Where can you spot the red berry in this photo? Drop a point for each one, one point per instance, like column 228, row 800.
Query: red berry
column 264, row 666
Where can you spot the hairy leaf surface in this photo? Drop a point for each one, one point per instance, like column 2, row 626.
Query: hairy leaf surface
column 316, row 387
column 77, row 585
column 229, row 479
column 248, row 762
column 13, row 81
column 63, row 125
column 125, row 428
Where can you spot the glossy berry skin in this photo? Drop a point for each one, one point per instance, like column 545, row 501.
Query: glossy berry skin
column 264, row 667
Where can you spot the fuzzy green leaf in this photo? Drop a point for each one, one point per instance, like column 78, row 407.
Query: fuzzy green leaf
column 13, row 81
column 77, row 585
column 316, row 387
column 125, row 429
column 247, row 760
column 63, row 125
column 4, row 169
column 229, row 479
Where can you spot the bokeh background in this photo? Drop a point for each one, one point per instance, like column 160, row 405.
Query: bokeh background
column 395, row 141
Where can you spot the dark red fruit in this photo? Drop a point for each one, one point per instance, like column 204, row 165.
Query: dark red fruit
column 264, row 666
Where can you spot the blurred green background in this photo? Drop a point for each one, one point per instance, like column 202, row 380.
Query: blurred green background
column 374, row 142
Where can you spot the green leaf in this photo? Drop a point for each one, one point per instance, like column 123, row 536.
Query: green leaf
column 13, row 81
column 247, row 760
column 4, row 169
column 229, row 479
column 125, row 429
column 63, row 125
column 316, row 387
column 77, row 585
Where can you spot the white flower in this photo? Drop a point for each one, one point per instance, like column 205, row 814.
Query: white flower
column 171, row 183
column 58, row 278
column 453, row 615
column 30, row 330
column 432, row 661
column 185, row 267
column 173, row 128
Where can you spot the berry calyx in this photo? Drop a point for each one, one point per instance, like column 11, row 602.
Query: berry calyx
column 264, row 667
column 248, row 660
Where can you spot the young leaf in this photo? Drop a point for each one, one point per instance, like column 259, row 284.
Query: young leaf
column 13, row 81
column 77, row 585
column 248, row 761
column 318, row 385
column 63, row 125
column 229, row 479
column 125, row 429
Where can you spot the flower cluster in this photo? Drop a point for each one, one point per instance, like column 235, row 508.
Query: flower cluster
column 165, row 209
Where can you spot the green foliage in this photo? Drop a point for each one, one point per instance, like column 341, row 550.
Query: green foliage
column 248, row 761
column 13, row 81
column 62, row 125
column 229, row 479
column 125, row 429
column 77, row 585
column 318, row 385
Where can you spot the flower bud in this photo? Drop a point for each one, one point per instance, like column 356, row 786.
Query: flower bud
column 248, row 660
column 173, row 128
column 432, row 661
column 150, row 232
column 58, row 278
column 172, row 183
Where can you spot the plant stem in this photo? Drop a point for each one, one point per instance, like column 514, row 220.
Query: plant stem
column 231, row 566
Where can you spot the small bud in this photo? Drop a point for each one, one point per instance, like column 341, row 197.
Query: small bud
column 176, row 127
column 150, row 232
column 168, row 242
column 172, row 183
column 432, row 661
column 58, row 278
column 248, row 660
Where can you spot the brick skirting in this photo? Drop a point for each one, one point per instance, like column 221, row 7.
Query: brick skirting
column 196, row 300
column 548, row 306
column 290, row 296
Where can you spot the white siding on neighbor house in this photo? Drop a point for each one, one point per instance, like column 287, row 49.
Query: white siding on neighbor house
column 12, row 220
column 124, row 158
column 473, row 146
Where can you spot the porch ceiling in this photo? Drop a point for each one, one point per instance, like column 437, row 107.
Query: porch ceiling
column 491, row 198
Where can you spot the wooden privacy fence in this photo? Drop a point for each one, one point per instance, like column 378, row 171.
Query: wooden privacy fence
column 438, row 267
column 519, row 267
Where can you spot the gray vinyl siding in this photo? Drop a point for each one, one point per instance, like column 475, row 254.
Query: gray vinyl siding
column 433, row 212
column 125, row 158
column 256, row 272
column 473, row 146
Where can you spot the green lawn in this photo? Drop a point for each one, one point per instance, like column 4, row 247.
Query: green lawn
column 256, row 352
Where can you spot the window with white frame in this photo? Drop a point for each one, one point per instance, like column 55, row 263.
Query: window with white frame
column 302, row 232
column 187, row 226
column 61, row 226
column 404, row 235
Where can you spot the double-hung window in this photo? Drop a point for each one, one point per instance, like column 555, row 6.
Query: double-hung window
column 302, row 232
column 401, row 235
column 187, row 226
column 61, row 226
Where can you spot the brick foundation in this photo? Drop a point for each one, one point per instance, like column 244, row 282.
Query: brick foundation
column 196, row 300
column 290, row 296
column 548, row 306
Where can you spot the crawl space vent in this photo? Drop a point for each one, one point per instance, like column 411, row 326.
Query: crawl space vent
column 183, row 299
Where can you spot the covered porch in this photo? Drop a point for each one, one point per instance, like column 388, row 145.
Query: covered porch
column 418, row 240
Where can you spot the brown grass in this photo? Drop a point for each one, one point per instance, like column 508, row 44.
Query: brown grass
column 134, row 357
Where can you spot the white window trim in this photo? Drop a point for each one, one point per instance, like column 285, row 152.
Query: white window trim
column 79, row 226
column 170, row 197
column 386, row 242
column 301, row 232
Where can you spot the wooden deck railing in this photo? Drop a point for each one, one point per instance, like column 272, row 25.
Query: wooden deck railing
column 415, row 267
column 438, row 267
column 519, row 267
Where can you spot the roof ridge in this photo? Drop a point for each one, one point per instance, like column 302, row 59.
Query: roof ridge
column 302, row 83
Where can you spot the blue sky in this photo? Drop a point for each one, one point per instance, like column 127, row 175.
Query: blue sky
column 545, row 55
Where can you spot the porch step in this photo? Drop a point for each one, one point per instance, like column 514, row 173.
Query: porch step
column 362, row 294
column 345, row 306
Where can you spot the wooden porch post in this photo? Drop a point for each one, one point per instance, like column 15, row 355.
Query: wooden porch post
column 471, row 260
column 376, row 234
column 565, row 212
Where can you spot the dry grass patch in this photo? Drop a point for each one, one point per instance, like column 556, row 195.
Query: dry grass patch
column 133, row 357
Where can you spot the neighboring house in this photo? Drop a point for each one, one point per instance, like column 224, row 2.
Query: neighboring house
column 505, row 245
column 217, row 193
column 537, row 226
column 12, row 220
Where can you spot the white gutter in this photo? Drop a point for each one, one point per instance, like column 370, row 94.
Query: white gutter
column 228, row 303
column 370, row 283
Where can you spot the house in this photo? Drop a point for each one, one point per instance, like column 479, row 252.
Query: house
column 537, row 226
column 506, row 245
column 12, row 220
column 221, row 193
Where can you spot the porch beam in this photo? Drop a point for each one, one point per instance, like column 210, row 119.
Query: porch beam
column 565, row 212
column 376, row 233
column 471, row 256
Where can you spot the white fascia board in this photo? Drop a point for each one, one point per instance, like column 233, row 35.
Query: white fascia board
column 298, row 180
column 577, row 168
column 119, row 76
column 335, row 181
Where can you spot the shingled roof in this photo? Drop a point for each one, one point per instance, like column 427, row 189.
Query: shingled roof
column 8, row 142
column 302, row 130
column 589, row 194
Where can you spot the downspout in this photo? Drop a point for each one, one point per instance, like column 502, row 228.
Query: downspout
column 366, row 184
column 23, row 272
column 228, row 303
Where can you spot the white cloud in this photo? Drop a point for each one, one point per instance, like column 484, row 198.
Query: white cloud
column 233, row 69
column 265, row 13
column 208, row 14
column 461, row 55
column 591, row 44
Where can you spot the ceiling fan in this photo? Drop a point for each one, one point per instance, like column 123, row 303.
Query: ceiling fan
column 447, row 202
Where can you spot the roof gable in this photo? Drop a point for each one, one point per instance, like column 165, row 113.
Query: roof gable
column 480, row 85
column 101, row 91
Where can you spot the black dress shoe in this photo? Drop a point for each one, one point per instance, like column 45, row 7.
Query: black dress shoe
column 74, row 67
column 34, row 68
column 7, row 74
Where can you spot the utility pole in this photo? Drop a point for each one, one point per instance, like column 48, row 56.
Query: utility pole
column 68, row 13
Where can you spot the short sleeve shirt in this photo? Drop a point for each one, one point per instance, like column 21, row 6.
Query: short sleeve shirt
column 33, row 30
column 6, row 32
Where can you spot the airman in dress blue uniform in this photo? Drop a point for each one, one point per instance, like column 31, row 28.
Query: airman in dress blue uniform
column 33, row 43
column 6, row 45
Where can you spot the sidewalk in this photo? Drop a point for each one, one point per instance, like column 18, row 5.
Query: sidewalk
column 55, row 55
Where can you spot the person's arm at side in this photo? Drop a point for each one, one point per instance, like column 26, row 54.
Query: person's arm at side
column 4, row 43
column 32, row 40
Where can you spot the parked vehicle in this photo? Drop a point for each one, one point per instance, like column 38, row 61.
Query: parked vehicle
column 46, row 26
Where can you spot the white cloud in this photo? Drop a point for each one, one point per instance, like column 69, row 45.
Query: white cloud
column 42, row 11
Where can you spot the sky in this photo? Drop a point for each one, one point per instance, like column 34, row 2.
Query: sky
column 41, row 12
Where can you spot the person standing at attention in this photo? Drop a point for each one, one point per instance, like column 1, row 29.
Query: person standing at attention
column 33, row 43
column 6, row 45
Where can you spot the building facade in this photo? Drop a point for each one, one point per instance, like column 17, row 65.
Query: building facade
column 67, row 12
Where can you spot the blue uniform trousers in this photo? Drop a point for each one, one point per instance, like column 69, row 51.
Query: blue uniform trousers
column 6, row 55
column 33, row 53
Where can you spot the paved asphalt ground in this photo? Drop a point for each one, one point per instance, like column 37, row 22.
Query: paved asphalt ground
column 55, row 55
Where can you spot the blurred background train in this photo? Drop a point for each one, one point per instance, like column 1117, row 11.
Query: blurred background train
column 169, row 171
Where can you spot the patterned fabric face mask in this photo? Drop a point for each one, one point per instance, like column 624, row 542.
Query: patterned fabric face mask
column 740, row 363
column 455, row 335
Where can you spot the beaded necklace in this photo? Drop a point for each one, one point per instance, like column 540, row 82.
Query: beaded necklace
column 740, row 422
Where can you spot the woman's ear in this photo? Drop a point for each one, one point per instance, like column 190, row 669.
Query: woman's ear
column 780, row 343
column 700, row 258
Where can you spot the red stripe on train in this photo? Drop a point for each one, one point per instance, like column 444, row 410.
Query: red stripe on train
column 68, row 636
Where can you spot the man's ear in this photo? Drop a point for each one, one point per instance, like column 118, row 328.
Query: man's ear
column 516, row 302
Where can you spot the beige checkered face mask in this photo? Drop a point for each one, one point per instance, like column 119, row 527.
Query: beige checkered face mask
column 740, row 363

.....

__Your objective__. Everything from the line containing "Where can you spot the woman's" through the last line of the records must be given again exactly; leave out all other lines.

__Answer below__.
Where can you spot the woman's ear in this photo? Drop a point for each one, one point per instance, like column 190, row 669.
Query: woman's ear
column 780, row 343
column 700, row 258
Where can you spot the red stripe on train in this photo? Drop a point for each one, one point per instance, like column 444, row 410.
Query: red stripe on train
column 68, row 636
Where can you spot the man's ear in this photo? Drop a point for each one, one point per instance, like column 118, row 328.
Query: man's ear
column 516, row 302
Where can you spot the beige checkered face mask in this photo? Drop a point for each one, one point per instance, like column 119, row 527.
Query: beige checkered face mask
column 740, row 363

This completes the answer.